Return all of the lines below exactly as they are.

* * * * *

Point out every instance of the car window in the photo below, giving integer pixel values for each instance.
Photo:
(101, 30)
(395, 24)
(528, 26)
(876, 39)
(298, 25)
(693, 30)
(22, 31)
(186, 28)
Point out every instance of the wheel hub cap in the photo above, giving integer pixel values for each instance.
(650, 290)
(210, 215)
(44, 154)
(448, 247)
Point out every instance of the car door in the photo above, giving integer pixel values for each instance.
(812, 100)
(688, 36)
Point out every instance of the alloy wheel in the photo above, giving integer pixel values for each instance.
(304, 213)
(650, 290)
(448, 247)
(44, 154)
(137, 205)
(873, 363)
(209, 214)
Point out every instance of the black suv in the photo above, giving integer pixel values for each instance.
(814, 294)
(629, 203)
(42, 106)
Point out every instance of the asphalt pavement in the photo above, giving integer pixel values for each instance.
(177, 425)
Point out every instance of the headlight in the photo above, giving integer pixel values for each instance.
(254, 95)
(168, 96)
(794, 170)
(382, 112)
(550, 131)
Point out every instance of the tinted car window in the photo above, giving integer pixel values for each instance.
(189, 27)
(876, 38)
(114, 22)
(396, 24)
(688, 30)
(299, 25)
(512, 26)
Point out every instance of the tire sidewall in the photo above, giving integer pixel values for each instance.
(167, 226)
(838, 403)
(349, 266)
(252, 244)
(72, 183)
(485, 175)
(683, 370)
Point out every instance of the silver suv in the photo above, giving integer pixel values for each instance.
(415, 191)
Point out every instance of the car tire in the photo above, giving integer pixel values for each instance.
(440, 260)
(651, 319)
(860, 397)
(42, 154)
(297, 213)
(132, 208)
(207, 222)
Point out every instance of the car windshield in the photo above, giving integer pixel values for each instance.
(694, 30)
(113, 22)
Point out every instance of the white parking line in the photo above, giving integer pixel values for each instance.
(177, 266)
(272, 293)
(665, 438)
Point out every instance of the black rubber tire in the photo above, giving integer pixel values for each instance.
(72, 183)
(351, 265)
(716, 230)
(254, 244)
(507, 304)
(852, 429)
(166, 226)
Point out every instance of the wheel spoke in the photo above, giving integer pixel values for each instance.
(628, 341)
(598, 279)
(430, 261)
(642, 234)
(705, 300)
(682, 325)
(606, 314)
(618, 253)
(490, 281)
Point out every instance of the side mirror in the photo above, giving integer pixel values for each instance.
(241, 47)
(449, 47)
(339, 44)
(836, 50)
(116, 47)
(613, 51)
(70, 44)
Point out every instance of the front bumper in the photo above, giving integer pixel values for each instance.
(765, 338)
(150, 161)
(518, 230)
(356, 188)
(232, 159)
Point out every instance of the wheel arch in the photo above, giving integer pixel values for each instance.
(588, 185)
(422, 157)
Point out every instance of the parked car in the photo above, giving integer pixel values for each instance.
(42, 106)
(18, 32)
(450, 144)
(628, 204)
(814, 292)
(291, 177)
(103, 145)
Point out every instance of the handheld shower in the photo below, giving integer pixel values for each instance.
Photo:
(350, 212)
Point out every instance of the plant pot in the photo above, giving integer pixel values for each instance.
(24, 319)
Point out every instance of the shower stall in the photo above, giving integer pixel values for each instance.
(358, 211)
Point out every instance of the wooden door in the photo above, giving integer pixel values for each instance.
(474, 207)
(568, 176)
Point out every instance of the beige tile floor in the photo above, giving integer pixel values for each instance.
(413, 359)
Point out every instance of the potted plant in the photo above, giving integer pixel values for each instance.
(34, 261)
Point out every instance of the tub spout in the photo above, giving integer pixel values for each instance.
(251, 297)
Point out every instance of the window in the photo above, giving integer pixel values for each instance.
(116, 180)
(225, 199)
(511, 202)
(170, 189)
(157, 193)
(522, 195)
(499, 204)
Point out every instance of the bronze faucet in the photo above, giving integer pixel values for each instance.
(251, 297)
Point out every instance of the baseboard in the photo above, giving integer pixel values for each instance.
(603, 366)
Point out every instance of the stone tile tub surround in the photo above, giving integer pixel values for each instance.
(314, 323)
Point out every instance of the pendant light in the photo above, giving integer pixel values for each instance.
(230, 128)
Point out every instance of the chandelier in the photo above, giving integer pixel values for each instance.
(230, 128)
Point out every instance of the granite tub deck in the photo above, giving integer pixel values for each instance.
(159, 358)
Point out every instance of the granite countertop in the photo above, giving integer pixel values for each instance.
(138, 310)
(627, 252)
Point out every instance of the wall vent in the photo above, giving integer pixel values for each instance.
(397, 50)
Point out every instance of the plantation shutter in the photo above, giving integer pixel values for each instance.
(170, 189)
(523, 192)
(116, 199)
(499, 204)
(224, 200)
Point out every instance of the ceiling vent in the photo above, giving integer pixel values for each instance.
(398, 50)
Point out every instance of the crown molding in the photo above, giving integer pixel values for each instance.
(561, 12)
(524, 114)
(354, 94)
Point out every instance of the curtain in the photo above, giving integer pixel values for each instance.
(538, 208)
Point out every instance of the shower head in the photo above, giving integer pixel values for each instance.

* * * * *

## Reply to the task
Point out every instance of the car window in the photo below, giving integer pixel values for each instance.
Photo:
(101, 30)
(395, 24)
(528, 26)
(876, 39)
(298, 25)
(693, 30)
(22, 31)
(186, 28)
Point out every instance of the wheel hub cap in the photo above, giving integer pixel values for each instance.
(650, 290)
(210, 215)
(44, 154)
(448, 247)
Point out every instance of the car door in the photo above, giving integer pixel values for each instance.
(812, 100)
(688, 36)
Point out every instance of the alloy wheel in the photo above, giving integer pixel values for each instance.
(304, 213)
(650, 290)
(448, 247)
(44, 154)
(137, 205)
(873, 363)
(209, 214)
Point out every instance of the black suv in the photo above, giving integer pixel values for each instance.
(814, 294)
(629, 203)
(42, 106)
Point out every instance of the asphalt pavement in the photo above, giving integer pixel values for each instance.
(177, 425)
Point out every instance of the headlight in the photo above, giving integer pixel values for each instance.
(254, 95)
(168, 96)
(794, 170)
(382, 112)
(550, 131)
Point out every instance of the tinted car window in the photo above, giving integer pixel values for each instance.
(189, 27)
(876, 38)
(114, 22)
(396, 24)
(688, 30)
(299, 25)
(512, 26)
Point out every instance of the tire sidewall in the photo above, giving integer pixel values for each instance.
(167, 226)
(838, 403)
(349, 266)
(252, 244)
(72, 183)
(485, 175)
(683, 370)
Point out every instance of the silver suv in the photo above, giving integer pixel values for each instance.
(415, 191)
Point out every instance of the car tire in the photo above, giving integer pixel values for each instance.
(440, 260)
(651, 319)
(860, 397)
(42, 154)
(297, 213)
(132, 208)
(207, 222)
Point out every instance of the car windshield in the photo above, giving integer pixel values for each instance.
(694, 30)
(113, 22)
Point out every instance of the white parking line in the photo above, giving integer pixel values for each instance.
(177, 266)
(272, 293)
(665, 438)
Point out every instance of the black rubber tire in the photo above, giving integer pixel values for each instance.
(72, 183)
(351, 265)
(716, 230)
(254, 244)
(507, 304)
(852, 429)
(166, 226)
Point out every instance of the wheel spoke in the photo above, giving integer pixel values for each instance.
(628, 341)
(598, 279)
(430, 261)
(642, 234)
(705, 300)
(682, 325)
(606, 314)
(618, 253)
(490, 281)
Point out every instance of the side mirror in the photo above, giving integer pixel values for each instance.
(241, 47)
(449, 47)
(339, 44)
(836, 50)
(116, 47)
(613, 51)
(70, 44)
Point out every instance of the front bumper in the photo above, giving integer pixel values for each instance.
(765, 338)
(150, 161)
(518, 230)
(356, 188)
(232, 159)
Point out every instance of the wheel arch in the photo above, giving integer pixel values for each instance.
(588, 185)
(422, 157)
Point out every instance of the parked car in the photo above, giving integer pixel values for each instance.
(42, 106)
(18, 32)
(450, 144)
(628, 204)
(814, 292)
(291, 177)
(103, 145)
Point out every instance of the handheld shower in the photo below, giving integer pixel values for each instance.
Photo:
(350, 212)
Point out every instance of the plant pot in the photo above, giving integer pixel values for each instance.
(24, 319)
Point out every instance of the shower stall in the photo above, giving integer pixel values for each instance.
(358, 211)
Point out every instance of the wooden door in the photo above, giving integer pixel values for each instance.
(474, 207)
(568, 176)
Point out every instance of the beige tile floor in the photo above, giving integer pixel values for each instance.
(413, 359)
Point out every instance of the potted plant in the photo above, giving integer pixel values for each instance.
(34, 261)
Point out every instance of the tub spout in the photo above, giving integer pixel values for each instance.
(251, 297)
Point out every instance of the window in the photo above, giving integer pixel values for each instance.
(116, 180)
(225, 199)
(511, 202)
(170, 189)
(157, 193)
(522, 195)
(499, 204)
Point out every instance of the bronze faucet in the photo above, giving integer pixel values for each instance.
(251, 297)
Point out every instance of the baseboard in the photo above, giving integer pixel values for each instance.
(603, 366)
Point out every instance of the stone tile tub surround in the photo above, giving integer pixel values for each instance.
(314, 323)
Point out every instance of the pendant light in the photo above, giving integer pixel values for each instance.
(230, 128)
Point out every instance of the chandelier in the photo above, giving integer pixel values for each instance.
(230, 128)
Point out every instance of the granite tub deck in the photo above, giving integer pixel values for each instance.
(159, 358)
Point out every instance of the granite countertop in the photo above, giving integer pixel values for each instance.
(138, 310)
(627, 252)
Point out every instance of the wall vent in the photo above, giving integer pixel values for each instance.
(397, 50)
Point out every instance of the plantation shutter in the photo above, giving integer pixel values for each instance.
(170, 189)
(523, 192)
(116, 199)
(499, 204)
(224, 200)
Point out every instance of the ceiling vent in the photo above, giving integer pixel values for each instance.
(398, 50)
Point out every instance of the crown molding in the photo above, giving integer pixel values for each instance.
(561, 12)
(524, 114)
(354, 94)
Point out every instance of the curtain in the photo above, giving integer pixel values for each instance.
(538, 208)
Point out every instance of the shower head in the photo above, giving integer pixel values for each instance.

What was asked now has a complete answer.